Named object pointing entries
○ ○ ○ ○
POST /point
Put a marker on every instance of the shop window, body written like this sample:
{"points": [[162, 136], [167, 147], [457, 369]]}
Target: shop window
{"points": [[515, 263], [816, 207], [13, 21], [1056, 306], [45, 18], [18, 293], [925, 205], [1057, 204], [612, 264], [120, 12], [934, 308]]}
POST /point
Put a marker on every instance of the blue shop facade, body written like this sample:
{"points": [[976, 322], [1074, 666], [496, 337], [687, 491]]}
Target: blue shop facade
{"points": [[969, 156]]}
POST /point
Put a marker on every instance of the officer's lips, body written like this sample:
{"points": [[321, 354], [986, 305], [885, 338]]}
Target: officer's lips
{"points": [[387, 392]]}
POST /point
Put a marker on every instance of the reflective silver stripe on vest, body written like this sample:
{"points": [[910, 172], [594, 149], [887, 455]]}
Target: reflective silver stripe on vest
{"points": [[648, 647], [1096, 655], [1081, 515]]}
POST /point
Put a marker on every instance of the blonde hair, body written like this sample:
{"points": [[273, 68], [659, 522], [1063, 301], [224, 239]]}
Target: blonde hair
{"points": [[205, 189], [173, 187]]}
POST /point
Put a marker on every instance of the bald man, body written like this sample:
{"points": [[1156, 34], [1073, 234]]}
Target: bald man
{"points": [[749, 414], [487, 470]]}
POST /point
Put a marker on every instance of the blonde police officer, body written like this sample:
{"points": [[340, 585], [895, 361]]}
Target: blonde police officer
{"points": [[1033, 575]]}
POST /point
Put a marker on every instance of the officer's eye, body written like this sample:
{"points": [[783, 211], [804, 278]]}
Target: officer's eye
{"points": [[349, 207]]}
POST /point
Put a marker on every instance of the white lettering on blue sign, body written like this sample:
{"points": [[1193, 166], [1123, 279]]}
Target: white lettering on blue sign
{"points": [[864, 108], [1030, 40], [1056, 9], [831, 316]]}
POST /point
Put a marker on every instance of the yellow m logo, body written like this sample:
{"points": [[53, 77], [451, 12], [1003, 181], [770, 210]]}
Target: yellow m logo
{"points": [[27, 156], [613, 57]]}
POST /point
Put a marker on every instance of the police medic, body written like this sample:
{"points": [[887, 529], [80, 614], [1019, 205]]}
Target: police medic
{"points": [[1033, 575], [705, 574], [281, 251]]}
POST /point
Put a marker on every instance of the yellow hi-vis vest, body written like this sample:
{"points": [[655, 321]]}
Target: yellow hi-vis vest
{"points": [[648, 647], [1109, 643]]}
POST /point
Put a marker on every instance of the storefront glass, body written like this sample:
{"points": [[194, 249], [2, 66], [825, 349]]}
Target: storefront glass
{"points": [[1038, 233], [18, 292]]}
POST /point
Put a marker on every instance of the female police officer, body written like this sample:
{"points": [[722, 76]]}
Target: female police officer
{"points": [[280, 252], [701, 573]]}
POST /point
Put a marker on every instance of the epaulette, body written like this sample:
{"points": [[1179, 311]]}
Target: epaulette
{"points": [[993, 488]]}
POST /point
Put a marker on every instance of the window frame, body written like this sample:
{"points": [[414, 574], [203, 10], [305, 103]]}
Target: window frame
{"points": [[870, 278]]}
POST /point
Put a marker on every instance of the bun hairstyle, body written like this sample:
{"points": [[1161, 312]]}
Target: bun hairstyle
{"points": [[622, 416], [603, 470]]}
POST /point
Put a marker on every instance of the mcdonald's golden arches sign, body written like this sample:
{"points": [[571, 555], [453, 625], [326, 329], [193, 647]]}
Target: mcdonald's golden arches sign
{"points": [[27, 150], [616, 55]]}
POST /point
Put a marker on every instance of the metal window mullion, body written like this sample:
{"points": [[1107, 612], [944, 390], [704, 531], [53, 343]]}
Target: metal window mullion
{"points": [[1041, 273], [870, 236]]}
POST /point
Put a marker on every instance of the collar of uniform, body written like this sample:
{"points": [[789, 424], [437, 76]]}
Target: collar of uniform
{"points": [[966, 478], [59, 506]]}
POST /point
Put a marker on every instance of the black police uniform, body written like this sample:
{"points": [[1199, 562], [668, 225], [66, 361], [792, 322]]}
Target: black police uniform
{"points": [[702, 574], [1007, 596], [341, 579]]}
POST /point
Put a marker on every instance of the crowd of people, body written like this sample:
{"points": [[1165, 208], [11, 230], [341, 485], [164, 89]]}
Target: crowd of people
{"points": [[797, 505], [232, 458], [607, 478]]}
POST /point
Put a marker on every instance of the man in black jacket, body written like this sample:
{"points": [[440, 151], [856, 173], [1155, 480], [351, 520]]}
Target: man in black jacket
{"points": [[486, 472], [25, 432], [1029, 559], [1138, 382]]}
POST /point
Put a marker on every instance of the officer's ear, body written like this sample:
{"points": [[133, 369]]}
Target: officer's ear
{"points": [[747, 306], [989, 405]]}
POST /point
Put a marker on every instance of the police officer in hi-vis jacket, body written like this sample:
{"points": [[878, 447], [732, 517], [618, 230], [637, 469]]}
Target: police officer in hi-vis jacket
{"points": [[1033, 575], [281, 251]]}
○ ○ ○ ○
**Task brief:**
Reproduce the complete data exactly as presented above.

**Result:**
POST /point
Put a marker on every instance of the shop window, body written like this sample:
{"points": [[162, 136], [167, 147], [457, 369]]}
Target: shop window
{"points": [[515, 263], [816, 207], [13, 21], [1056, 306], [45, 18], [18, 293], [925, 205], [1057, 204], [612, 264], [120, 12], [934, 308]]}
POST /point
Put a marker on every instance of the blue shop facade, body written like this sample:
{"points": [[976, 322], [1074, 666], [496, 337], [687, 491]]}
Target: blue shop facade
{"points": [[969, 156]]}
POST /point
Put a marker on every instance of the officer's lips, body written like this sample:
{"points": [[321, 354], [986, 305], [885, 338]]}
Target: officer's lips
{"points": [[387, 392]]}
POST /point
Put a marker on every instance of the reflective silver stripe on vest, body written like this sample:
{"points": [[910, 172], [594, 149], [887, 455]]}
Target: reflective silver stripe on vest
{"points": [[648, 647], [1096, 655], [1081, 515]]}
POST /point
Put a marker on every instance of the blonde hair, body written like this sample:
{"points": [[273, 68], [659, 522], [1063, 301], [224, 239]]}
Target: blonde hair
{"points": [[205, 189], [173, 187]]}
POST /point
Put a marker on every instance of the bald man, body written like this sample:
{"points": [[1156, 34], [1073, 234]]}
Target: bald man
{"points": [[749, 414], [487, 470]]}
POST /point
Put a marker on every instance of the blonde police officer, body written like this sample:
{"points": [[340, 585], [895, 361]]}
Target: blonde police officer
{"points": [[1033, 575]]}
POST /point
Put a marker on every instance of the officer's eye, body written like this sample:
{"points": [[783, 211], [804, 278]]}
Target: officer's eye
{"points": [[349, 207]]}
POST /point
Put a marker on every instance of the white lettering on blue sign, body written like this sample:
{"points": [[1193, 166], [1123, 279]]}
Target: white lettering on blue sign
{"points": [[864, 108], [1030, 40], [1056, 9], [831, 316]]}
POST /point
Put a marker on every instance of the yellow m logo, body written like this sample:
{"points": [[53, 77], [451, 12], [1003, 181], [770, 210]]}
Target: yellow m logo
{"points": [[27, 156], [613, 57]]}
POST /point
Put a marker on every instance of the police medic, body written like this sample:
{"points": [[887, 529], [80, 614], [1019, 205]]}
Target: police medic
{"points": [[1033, 575], [705, 574], [281, 251]]}
POST /point
Put a marker on every instance of the yellow hi-vis vest, body written like this sample:
{"points": [[655, 321]]}
Target: yellow hi-vis vest
{"points": [[648, 647], [1109, 643]]}
POST /point
Put a marker on every instance of the storefront glass, body written like this sample:
{"points": [[194, 249], [2, 66], [825, 349]]}
Target: storefront glass
{"points": [[1038, 233], [18, 292]]}
POST /point
Put a marker on every instance of the female police officer, body written like this sample:
{"points": [[722, 76]]}
Target: female police officer
{"points": [[280, 252], [701, 573]]}
POST /point
Put a marker on every instance of the epaulette, body written like this sample:
{"points": [[1179, 311]]}
Target: epaulette
{"points": [[993, 488]]}
POST /point
Put a marker on every instance of the window frame, body written like this sample:
{"points": [[414, 574], [203, 10], [305, 103]]}
Target: window frame
{"points": [[870, 278]]}
POST /point
Put a marker on every instance of the bun hairstyle, body written like this sample:
{"points": [[1161, 312]]}
Target: bun hairstyle
{"points": [[622, 416], [603, 470]]}
POST /point
Put a marker on every instance of the mcdonald's golden arches sign, body written like this sample:
{"points": [[571, 555], [453, 625], [326, 329], [193, 647]]}
Target: mcdonald's golden arches sign
{"points": [[27, 150], [616, 55]]}
POST /point
Put a marker on every instance of the metal window mullion, body written like this sample:
{"points": [[1107, 612], [944, 390], [704, 531], [53, 343]]}
Target: metal window mullion
{"points": [[1041, 273], [870, 236]]}
POST /point
Put a marker on every instance of the collar of uniform, body written like this sample:
{"points": [[789, 424], [437, 76]]}
Target: collar of uniform
{"points": [[966, 478], [59, 506]]}
POST /point
Put a marker on every instance of the black police uniform, body written like this sample:
{"points": [[1199, 562], [668, 225], [66, 361], [792, 322]]}
Target: black police uniform
{"points": [[702, 574], [1007, 596], [341, 579]]}
POST /point
Put a marker on every instance of the crowd of people, body written like this sample:
{"points": [[1165, 208], [11, 230], [341, 485], [164, 89]]}
Target: crowd of people
{"points": [[797, 505], [232, 458], [607, 478]]}
POST /point
Put a marker on every instance of the man in black jacket, body written like this sample:
{"points": [[440, 151], [856, 173], [1155, 480], [351, 520]]}
Target: man in black jacket
{"points": [[486, 472], [25, 432], [1029, 559], [1138, 382]]}
POST /point
Put a marker on every instance of the officer's ear, body written like this sample:
{"points": [[133, 369]]}
Target: officer's ear
{"points": [[747, 306], [989, 405]]}
POST /point
Put a marker on every instance of the police officer in hi-vis jacket, body written like this sample:
{"points": [[878, 447], [732, 517], [618, 230], [637, 469]]}
Target: police officer in hi-vis jacket
{"points": [[1033, 575], [281, 251]]}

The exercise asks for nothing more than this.